### Okuma Metni:

Önemsiz seçimin önemi

Aslında önemsiz bir seçime iki gün kaldı. Üçüncü günde oylar verilecek, aynı günün gecesi bitmeden de sonuçlar büyük ölçüde belli olacak.

Neden önemsiz? Hiçbir değişiklik olmayacak denemez de, değişenler bir bütün olarak fazla önem taşımayacak. Ortaya çıkan değişikliklerin çok önemli olduğu da herhangi bir kıymet-i harbiyesinin bulunmadığı da ileri sürülebilecek ve bu minval üzre ciddi bir tartışma değil, bir ağız dalaşı, bir demagoji fırtınası, abuk sabuk bir atışma olacak bir süre. Sonra sönümlenecek; belki de birdenbire kesilecek; çünkü, bir süre daha devam edeceği belli olan iktidarın kucağında taşıdığı ya da üstünde oturduğu sorunlar yumağı büyüyecek ve ne kucakta bekletilebilir ne de üstünde oturulabilir duruma gelecek.

Veri kayıtları:
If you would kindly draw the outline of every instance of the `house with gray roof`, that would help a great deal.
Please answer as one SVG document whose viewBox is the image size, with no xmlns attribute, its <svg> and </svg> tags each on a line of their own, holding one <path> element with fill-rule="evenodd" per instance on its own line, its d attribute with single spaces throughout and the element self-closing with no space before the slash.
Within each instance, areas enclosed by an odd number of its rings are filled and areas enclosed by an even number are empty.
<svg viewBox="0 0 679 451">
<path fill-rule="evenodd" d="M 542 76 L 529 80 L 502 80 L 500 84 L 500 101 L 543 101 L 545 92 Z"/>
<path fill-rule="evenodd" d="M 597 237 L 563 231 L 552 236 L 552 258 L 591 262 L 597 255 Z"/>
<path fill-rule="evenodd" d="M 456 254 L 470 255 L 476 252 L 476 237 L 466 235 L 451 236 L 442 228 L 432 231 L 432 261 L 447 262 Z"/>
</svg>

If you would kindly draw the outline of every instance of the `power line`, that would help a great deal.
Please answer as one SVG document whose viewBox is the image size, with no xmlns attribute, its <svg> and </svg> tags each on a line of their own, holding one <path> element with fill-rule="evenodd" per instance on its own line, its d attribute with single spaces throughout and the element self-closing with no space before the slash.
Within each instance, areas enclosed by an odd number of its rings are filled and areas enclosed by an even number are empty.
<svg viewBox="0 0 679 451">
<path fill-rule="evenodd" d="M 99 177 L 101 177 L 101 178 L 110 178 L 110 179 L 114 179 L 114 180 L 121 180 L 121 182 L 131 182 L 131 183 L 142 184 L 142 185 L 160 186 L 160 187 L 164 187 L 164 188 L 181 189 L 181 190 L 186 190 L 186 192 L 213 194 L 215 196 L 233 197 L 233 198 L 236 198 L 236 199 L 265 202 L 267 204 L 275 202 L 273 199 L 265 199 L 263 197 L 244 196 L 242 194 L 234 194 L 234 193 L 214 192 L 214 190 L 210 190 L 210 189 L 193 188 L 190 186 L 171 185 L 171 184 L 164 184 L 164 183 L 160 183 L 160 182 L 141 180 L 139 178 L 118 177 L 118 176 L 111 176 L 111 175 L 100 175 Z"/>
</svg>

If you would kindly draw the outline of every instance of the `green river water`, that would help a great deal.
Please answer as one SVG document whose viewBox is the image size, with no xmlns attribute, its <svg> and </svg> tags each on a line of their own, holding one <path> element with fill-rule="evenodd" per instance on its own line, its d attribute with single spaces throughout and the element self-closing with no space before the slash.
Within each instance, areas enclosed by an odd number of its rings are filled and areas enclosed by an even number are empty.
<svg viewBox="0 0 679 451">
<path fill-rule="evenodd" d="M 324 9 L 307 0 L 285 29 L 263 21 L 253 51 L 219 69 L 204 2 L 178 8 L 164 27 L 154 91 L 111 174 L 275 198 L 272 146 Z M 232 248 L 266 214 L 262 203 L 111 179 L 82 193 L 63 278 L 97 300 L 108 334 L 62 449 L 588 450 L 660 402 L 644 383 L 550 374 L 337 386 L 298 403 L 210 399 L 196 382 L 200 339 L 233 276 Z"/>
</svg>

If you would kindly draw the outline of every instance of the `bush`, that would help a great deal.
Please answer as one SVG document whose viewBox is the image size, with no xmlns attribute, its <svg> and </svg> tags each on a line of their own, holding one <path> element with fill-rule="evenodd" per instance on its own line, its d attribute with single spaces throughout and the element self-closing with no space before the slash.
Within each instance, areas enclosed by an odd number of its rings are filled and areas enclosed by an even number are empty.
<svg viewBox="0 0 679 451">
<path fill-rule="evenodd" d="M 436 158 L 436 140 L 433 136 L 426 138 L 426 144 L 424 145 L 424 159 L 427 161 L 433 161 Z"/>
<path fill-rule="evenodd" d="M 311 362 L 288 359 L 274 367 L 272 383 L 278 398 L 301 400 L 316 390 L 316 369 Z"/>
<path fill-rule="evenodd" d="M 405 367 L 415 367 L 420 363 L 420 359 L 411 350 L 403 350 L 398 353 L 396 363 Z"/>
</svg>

...

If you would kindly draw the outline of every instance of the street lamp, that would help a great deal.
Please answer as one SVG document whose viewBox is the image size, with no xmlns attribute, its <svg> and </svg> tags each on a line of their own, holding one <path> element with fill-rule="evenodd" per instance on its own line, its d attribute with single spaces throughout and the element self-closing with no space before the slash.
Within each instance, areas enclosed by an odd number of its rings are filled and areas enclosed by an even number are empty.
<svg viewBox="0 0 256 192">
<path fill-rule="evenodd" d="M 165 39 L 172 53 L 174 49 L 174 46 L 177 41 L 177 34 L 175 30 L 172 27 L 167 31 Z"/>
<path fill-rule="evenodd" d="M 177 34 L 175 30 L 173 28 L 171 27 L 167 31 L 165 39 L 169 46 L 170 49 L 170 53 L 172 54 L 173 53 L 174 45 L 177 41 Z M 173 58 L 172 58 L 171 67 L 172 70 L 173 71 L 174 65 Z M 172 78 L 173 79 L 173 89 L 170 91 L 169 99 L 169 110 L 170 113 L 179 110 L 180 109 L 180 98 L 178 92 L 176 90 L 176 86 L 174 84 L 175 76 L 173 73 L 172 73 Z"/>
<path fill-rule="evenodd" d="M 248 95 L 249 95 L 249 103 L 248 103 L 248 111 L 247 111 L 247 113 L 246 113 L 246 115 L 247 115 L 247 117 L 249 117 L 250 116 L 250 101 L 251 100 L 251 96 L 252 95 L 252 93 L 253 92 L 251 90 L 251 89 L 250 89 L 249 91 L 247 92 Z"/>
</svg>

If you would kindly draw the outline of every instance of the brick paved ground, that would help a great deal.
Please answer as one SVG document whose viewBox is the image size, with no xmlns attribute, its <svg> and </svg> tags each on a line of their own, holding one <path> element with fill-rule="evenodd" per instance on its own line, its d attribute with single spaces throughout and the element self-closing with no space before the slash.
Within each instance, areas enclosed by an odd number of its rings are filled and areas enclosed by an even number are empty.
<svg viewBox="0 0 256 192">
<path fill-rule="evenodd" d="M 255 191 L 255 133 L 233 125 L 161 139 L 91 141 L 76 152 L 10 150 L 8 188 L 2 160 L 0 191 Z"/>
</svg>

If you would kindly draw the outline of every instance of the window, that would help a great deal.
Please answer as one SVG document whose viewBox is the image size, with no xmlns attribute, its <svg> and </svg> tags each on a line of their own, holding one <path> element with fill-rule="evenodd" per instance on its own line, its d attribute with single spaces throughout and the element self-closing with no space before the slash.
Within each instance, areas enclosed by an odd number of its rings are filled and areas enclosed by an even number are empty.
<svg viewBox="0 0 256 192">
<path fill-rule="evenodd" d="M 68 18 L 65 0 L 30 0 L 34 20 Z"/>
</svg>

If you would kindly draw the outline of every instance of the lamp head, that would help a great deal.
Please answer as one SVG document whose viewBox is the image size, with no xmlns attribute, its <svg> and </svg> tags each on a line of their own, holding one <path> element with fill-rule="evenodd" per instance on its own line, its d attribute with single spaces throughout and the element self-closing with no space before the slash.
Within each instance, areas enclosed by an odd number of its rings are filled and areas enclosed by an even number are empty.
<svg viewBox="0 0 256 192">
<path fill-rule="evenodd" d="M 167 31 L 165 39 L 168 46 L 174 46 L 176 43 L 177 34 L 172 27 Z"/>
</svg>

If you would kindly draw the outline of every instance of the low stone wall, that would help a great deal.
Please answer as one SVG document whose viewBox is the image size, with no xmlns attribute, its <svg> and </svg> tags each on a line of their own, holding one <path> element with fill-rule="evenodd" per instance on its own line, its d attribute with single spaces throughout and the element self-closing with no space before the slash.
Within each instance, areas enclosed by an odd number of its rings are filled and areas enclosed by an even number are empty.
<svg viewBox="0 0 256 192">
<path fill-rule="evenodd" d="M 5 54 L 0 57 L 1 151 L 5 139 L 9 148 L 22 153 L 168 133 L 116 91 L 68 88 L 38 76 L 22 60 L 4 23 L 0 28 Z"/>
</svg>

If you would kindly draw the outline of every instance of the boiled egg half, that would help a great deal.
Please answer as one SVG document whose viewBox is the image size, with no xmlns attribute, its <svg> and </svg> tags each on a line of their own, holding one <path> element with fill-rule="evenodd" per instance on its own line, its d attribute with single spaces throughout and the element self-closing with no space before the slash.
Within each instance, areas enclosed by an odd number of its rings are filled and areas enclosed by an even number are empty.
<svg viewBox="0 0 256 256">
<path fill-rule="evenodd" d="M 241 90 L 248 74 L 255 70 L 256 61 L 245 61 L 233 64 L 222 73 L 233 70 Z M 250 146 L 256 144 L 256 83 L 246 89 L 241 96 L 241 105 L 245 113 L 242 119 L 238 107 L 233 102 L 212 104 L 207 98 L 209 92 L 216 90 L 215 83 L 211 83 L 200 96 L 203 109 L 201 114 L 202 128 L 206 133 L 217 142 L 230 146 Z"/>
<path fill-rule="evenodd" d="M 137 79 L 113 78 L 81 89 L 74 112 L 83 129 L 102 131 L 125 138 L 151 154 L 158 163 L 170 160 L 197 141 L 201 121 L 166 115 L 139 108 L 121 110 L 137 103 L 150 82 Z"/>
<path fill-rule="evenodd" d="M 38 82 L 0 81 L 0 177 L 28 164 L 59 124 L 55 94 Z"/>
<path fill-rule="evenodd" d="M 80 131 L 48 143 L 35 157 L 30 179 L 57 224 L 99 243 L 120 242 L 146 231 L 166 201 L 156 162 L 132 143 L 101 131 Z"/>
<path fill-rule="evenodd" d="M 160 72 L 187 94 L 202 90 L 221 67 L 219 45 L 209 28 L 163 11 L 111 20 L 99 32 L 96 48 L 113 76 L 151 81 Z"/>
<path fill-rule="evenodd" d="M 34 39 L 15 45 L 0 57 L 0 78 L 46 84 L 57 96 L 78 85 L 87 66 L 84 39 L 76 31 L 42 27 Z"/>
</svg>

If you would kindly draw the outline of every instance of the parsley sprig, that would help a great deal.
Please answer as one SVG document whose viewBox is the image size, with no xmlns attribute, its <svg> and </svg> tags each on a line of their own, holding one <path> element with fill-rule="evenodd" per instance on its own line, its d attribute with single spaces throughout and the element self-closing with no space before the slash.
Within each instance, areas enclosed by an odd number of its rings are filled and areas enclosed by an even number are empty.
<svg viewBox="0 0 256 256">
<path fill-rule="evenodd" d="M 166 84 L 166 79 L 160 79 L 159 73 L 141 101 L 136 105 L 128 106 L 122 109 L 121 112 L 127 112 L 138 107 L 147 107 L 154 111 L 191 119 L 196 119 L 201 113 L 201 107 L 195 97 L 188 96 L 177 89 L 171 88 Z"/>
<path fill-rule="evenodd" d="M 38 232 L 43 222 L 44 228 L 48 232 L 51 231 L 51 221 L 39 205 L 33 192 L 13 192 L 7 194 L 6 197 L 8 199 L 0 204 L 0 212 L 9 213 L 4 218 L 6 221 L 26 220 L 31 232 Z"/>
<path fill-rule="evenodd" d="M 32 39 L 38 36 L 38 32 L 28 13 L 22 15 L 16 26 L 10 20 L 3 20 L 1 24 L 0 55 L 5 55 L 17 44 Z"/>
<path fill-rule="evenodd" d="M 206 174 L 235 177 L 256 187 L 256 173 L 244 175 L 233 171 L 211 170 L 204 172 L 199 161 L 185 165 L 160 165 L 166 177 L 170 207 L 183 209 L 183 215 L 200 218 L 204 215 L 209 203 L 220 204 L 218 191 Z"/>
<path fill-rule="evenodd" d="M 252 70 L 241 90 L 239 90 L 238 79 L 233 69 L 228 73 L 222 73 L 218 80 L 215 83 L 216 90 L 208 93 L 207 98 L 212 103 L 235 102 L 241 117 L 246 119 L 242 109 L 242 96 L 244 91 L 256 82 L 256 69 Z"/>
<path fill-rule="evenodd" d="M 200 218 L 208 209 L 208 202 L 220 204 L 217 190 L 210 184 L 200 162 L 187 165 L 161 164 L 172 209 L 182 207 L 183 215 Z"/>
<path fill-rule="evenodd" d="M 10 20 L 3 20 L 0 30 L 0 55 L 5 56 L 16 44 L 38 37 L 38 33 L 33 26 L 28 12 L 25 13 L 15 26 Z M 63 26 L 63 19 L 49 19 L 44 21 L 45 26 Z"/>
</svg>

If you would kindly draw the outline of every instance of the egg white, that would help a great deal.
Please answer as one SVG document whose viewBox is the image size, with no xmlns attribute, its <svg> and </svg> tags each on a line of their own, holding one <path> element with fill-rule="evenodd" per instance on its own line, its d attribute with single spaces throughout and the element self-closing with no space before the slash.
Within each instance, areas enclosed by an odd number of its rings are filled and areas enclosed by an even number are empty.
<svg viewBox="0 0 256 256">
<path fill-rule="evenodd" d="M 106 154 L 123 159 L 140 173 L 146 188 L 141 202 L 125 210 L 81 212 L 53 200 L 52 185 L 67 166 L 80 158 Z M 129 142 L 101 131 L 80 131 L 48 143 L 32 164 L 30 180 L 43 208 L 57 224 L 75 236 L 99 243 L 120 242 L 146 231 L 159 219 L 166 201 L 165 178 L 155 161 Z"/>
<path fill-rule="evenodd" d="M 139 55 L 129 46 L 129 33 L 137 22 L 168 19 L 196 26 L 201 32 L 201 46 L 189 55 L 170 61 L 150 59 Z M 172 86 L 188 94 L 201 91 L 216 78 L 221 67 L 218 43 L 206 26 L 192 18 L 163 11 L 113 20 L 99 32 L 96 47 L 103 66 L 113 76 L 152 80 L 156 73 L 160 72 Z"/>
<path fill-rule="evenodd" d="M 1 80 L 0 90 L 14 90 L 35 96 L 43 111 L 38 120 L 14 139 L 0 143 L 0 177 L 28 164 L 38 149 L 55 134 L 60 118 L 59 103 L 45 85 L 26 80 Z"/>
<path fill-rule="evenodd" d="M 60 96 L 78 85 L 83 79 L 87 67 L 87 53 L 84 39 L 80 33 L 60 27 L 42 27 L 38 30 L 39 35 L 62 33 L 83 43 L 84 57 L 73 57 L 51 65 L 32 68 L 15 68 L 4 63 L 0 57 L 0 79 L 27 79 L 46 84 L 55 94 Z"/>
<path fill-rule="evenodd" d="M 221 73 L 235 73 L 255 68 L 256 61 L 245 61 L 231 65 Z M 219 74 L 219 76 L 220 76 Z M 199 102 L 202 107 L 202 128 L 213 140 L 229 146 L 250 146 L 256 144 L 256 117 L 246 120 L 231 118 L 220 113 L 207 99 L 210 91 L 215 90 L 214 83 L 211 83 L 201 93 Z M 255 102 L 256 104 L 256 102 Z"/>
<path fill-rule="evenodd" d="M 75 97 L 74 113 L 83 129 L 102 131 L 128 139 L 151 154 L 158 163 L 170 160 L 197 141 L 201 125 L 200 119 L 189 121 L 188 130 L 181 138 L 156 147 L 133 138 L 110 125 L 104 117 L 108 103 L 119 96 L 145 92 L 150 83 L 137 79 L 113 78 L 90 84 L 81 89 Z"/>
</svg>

### Çözülecek Alıştırmalar:
A - Seçimle ilgili metne göre aşağıdaki soruları cevaplayın:
(i) Seçime kaç gün kaldı?
(ii) Sonuçlar ne zamana kadar büyük ölçüde belli olacak?
(iii) İktidarın kucağında taşıdığı ya da üstünde oturduğu sorunlar yumağına ne olacak?
B - Kayıtlarda "white, that would help a great deal." ifadesinin geçtiği satırdan başlayın, "60 96 L 78 85" ifadesinin geçtiği satırdan sonra durun. Bu satırları boş olanları atlayarak Sıra ve Satır sütunlarından oluşan bir Markdown tablosu olarak verin.
Metin ile kayıtlar birbirinden farklı kaynaklardan alınmıştır.

### Yazılı Cevaplar:
A -
(i) İki gün.
(ii) Oyların verileceği üçüncü günün gecesi bitmeden.
(iii) Büyüyecek ve ne kucakta bekletilebilir ne de üstünde oturulabilir duruma gelecek.

B -
| Sıra | Satır |
|---|---|
| 1 | If you would kindly draw the outline of every instance of the egg white, that would help a great deal. |
| 2 | Please answer as one SVG document whose viewBox is the image size, with no xmlns attribute, its <svg> and </svg> tags each on a line of their own, holding one <path> element with fill-rule="evenodd" per instance on its own line, its d attribute with single spaces throughout and the element self-closing with no space before the slash. |
| 3 | Within each instance, areas enclosed by an odd number of its rings are filled and areas enclosed by an even number are empty. |
| 4 | <svg viewBox="0 0 256 256"> |
| 5 | <path fill-rule="evenodd" d="M 106 154 L 123 159 L 140 173 L 146 188 L 141 202 L 125 210 L 81 212 L 53 200 L 52 185 L 67 166 L 80 158 Z M 129 142 L 101 131 L 80 131 L 48 143 L 32 164 L 30 180 L 43 208 L 57 224 L 75 236 L 99 243 L 120 242 L 146 231 L 159 219 L 166 201 L 165 178 L 155 161 Z"/> |
| 6 | <path fill-rule="evenodd" d="M 139 55 L 129 46 L 129 33 L 137 22 L 168 19 L 196 26 L 201 32 L 201 46 L 189 55 L 170 61 L 150 59 Z M 172 86 L 188 94 L 201 91 L 216 78 L 221 67 L 218 43 L 206 26 L 192 18 L 163 11 L 113 20 L 99 32 L 96 47 L 103 66 L 113 76 L 152 80 L 156 73 L 160 72 Z"/> |
| 7 | <path fill-rule="evenodd" d="M 1 80 L 0 90 L 14 90 L 35 96 L 43 111 L 38 120 L 14 139 L 0 143 L 0 177 L 28 164 L 38 149 L 55 134 L 60 118 L 59 103 L 45 85 L 26 80 Z"/> |
| 8 | <path fill-rule="evenodd" d="M 60 96 L 78 85 L 83 79 L 87 67 L 87 53 L 84 39 L 80 33 L 60 27 L 42 27 L 38 30 L 39 35 L 62 33 L 83 43 L 84 57 L 73 57 L 51 65 L 32 68 L 15 68 L 4 63 L 0 57 L 0 79 L 27 79 L 46 84 L 55 94 Z"/> |